--- Start of DATA ENTRIES ---

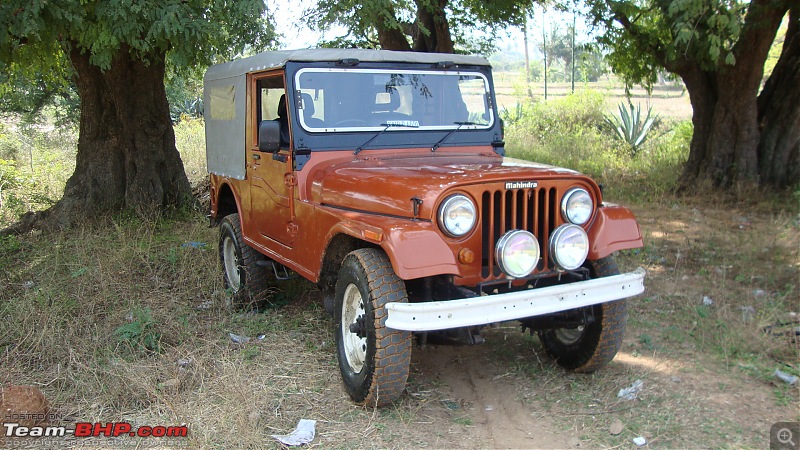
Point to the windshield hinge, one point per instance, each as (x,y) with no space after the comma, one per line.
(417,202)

--- End of DATA ENTRIES ---
--- Start of DATA ENTRIES ---

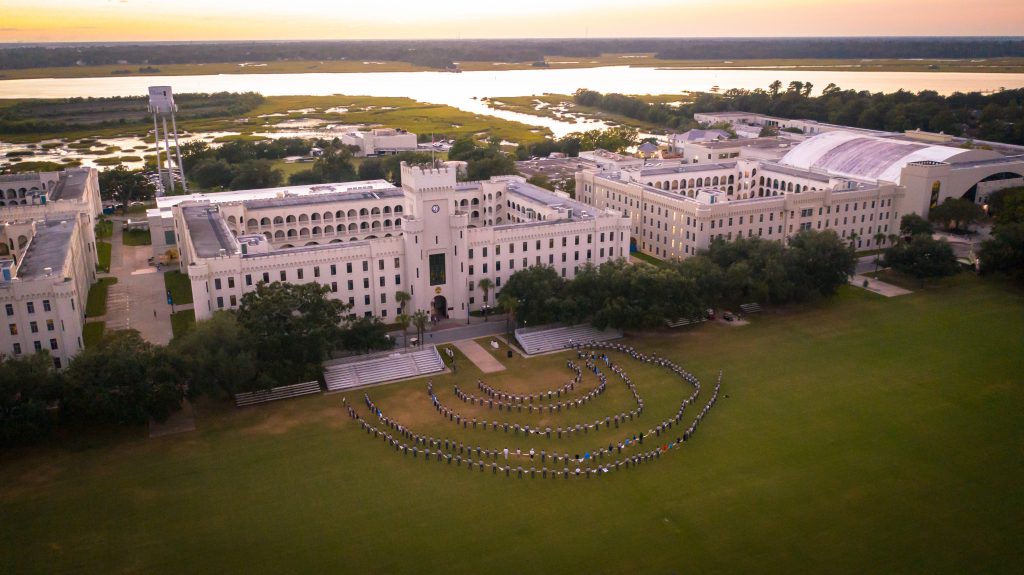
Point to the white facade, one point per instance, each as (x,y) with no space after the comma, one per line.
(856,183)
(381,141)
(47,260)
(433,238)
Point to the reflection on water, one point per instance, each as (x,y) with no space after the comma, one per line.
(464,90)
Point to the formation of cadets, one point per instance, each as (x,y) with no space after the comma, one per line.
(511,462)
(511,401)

--- End of DATA ENTRIES ---
--- Start of DATA ENTRIES ---

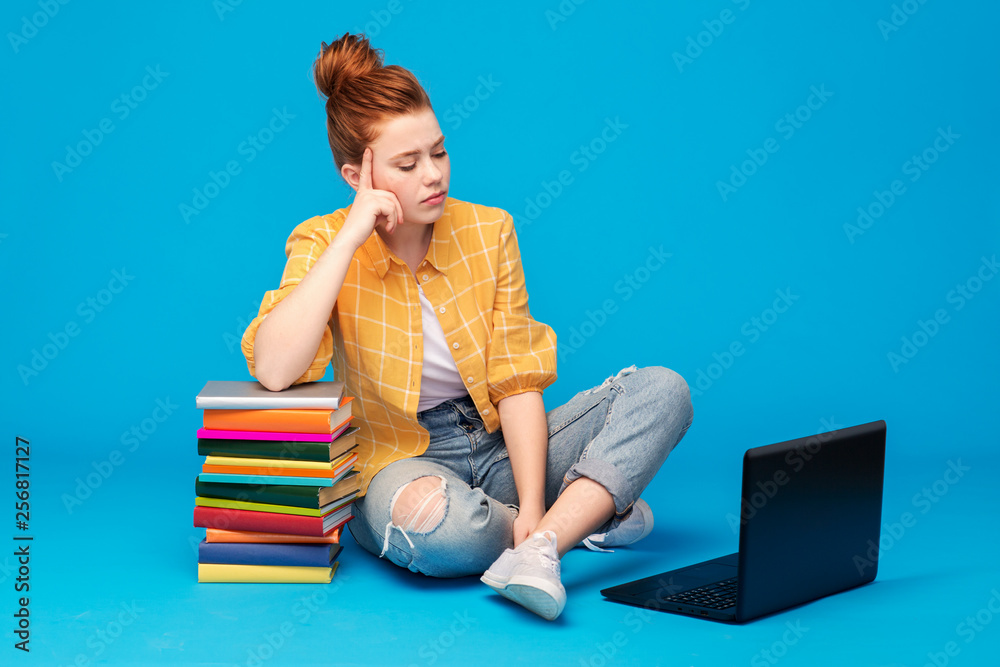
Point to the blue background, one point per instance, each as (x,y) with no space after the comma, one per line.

--- End of DATA ENTRIES ---

** STATED GOAL **
Collect every line from the entries above that contains the string "space".

** PROBLEM SOLUTION **
Point to the windshield hinge, one point per instance, each as (x,y) with no space after the comma, one per line.
Point to the white facade, one point per instance, each as (x,y) with no space after the comma, one per line.
Point to the reflection on water, one point per instance, each as (x,y) with no space after the comma, one per line.
Point to the formation of cadets, one point per instance, each as (x,y) with no space after the comma, one per line.
Point to the blue background, one point per instance, each as (x,y) with no space after the comma, one per line.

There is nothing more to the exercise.